■ **REQUEST**: Repeat word for word the line with "Objective - one point per instance of the rooftop" and every line after it until the records below run out.

[Part of a data file]
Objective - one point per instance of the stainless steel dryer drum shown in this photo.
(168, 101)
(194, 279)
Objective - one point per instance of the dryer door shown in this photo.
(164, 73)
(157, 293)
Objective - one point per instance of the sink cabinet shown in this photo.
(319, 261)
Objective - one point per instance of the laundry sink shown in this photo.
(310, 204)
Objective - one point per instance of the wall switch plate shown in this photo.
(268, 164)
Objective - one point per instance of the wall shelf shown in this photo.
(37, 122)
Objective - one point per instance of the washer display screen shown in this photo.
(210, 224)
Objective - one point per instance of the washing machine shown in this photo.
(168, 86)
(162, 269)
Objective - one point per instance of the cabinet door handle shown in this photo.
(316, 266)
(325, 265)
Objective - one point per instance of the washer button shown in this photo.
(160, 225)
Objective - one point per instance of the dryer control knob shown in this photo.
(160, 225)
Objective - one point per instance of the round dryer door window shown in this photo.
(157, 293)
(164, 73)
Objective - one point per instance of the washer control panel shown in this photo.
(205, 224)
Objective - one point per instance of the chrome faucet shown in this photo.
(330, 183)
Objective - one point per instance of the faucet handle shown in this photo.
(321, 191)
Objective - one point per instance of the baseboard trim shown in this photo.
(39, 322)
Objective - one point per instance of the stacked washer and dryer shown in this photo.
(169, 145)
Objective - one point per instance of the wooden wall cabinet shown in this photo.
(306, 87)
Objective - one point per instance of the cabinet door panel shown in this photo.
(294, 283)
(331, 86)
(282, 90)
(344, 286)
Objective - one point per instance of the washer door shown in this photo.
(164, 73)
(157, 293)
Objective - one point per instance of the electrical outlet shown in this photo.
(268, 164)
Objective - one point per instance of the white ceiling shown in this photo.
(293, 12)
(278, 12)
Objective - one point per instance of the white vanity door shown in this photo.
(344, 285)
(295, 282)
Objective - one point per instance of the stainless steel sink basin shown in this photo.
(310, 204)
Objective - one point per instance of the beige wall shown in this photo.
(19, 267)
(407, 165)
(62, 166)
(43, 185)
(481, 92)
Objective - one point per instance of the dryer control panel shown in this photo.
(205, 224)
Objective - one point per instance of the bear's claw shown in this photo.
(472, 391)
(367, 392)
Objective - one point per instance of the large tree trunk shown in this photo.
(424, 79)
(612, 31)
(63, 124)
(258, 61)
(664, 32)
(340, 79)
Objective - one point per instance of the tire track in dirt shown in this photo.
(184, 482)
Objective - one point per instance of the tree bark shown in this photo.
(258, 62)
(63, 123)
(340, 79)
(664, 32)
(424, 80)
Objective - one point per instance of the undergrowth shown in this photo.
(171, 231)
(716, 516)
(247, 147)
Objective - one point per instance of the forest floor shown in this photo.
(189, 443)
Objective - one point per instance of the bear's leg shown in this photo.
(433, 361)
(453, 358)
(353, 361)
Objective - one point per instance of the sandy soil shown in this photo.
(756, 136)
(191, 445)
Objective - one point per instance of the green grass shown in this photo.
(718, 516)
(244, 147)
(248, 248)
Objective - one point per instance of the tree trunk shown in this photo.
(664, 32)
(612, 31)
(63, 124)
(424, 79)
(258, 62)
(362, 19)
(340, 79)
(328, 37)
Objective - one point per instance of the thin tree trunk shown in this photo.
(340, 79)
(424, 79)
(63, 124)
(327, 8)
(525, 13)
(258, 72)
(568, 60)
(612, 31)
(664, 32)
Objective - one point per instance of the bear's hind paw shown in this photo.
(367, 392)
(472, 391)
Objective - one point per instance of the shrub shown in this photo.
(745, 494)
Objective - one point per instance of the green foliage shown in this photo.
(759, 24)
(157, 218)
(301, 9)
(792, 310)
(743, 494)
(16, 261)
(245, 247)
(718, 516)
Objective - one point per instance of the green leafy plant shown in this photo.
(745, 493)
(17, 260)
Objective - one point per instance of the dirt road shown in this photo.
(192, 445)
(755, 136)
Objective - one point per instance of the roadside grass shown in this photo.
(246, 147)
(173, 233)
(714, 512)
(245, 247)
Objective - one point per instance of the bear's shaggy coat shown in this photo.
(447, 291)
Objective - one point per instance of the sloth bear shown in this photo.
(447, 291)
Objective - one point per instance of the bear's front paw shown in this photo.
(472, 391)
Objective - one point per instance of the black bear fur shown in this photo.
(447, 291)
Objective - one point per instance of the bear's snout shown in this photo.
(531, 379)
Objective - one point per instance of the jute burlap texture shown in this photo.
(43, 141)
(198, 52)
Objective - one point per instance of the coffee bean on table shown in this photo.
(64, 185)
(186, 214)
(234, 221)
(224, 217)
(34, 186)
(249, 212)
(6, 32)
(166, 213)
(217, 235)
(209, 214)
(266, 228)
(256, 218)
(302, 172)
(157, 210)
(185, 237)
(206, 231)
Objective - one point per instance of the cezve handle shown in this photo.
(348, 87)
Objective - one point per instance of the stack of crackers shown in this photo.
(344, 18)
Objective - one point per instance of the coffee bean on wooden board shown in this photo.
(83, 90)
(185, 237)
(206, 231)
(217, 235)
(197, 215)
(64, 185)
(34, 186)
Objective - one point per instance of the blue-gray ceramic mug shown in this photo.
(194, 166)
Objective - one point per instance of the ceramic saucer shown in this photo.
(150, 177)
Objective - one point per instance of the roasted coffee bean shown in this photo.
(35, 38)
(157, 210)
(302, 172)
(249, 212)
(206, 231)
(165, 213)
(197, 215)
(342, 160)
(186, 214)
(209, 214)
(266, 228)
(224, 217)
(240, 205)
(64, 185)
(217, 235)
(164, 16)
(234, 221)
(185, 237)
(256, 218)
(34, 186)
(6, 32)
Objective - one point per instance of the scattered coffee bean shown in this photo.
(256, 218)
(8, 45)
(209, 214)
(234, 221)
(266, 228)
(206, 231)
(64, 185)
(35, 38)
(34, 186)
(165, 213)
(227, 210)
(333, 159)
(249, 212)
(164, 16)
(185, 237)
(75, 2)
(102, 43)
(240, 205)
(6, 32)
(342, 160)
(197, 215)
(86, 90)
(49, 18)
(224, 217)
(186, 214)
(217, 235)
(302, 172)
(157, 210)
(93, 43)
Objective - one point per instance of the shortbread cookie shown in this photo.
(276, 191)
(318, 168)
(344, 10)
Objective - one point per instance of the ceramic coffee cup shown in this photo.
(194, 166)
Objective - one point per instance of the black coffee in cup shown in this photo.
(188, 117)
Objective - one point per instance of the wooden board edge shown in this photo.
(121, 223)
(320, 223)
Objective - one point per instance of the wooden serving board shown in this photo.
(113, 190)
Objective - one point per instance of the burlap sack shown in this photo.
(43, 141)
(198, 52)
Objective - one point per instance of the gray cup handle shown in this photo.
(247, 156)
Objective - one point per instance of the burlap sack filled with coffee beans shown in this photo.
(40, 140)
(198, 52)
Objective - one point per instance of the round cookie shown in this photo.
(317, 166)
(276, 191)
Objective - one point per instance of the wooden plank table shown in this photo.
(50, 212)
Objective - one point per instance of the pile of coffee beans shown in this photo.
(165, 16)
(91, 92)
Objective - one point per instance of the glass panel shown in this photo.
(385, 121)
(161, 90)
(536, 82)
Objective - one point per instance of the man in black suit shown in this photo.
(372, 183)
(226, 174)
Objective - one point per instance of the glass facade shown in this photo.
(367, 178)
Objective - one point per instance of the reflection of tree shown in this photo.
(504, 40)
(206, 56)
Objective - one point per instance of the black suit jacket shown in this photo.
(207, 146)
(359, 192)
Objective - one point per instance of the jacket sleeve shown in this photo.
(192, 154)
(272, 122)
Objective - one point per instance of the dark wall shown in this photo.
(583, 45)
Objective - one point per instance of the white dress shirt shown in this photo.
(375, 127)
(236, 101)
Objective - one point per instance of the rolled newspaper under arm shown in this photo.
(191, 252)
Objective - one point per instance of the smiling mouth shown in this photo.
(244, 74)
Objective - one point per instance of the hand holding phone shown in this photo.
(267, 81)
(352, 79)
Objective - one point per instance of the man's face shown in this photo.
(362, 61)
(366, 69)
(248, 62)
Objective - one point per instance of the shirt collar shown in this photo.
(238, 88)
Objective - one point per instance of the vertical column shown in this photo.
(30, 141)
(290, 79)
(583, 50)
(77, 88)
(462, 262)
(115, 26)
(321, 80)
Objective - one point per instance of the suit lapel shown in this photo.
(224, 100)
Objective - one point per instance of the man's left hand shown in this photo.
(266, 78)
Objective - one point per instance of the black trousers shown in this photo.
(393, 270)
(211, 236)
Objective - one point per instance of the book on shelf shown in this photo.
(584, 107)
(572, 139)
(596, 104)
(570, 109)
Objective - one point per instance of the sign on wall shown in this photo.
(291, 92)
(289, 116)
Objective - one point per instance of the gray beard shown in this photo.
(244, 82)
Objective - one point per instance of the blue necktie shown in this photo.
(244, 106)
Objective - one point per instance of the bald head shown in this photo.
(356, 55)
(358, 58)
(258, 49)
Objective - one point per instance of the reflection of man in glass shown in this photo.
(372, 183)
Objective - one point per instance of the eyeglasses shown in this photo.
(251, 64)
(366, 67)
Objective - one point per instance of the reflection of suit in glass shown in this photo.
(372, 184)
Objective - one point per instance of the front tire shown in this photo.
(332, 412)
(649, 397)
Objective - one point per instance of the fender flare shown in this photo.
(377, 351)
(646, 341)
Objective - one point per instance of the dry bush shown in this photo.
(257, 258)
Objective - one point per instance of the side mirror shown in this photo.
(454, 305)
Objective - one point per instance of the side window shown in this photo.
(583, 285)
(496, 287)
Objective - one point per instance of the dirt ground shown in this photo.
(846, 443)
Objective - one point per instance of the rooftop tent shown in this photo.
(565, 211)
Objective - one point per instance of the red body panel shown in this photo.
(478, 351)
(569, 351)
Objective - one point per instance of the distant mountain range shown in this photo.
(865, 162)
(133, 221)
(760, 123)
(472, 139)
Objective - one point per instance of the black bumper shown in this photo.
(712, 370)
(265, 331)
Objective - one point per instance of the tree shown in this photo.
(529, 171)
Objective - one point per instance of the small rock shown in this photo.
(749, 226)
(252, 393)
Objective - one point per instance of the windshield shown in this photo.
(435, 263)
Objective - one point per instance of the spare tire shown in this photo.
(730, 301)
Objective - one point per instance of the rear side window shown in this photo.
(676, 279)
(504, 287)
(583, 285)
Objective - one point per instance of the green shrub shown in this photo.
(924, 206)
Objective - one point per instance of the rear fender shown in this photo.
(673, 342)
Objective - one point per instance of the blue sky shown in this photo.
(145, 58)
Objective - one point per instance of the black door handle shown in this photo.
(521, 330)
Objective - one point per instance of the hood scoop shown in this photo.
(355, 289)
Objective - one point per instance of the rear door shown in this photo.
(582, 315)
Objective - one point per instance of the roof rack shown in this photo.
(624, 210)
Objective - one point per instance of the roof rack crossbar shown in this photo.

■ **WRITTEN ANSWER**:
Objective - one point per instance of the rooftop tent shown in this photo.
(565, 211)
Objective - one point per instance of the red body panel shown in this photo.
(478, 351)
(569, 351)
Objective - one point per instance of the distant mountain range shown in this photo.
(865, 162)
(133, 221)
(760, 123)
(472, 139)
Objective - one point per instance of the black bumper shown in this photo.
(712, 370)
(265, 331)
Objective - one point per instance of the tree shown in this photo.
(529, 171)
Objective - one point per instance of the small rock shown in this photo.
(749, 226)
(252, 393)
Objective - one point per instance of the windshield shown in this photo.
(435, 263)
Objective - one point per instance of the spare tire shown in this photo.
(730, 301)
Objective - one point per instance of the rear side window shown in this photo.
(676, 279)
(504, 287)
(583, 285)
Objective - one point per instance of the green shrub shown in this photo.
(924, 206)
Objective - one point per instance of the rear fender shown in this photo.
(673, 342)
Objective - one point per instance of the blue sky shown in this photo.
(145, 58)
Objective - one point per instance of the black door handle shown in this photo.
(521, 330)
Objective - one point per instance of the hood scoop shown in this photo.
(355, 289)
Objective - one point per instance of the rear door shown in this photo.
(582, 315)
Objective - one point per instance of the roof rack shown in this photo.
(624, 210)
Objective - one point per instance of the roof rack crossbar shown in this photo.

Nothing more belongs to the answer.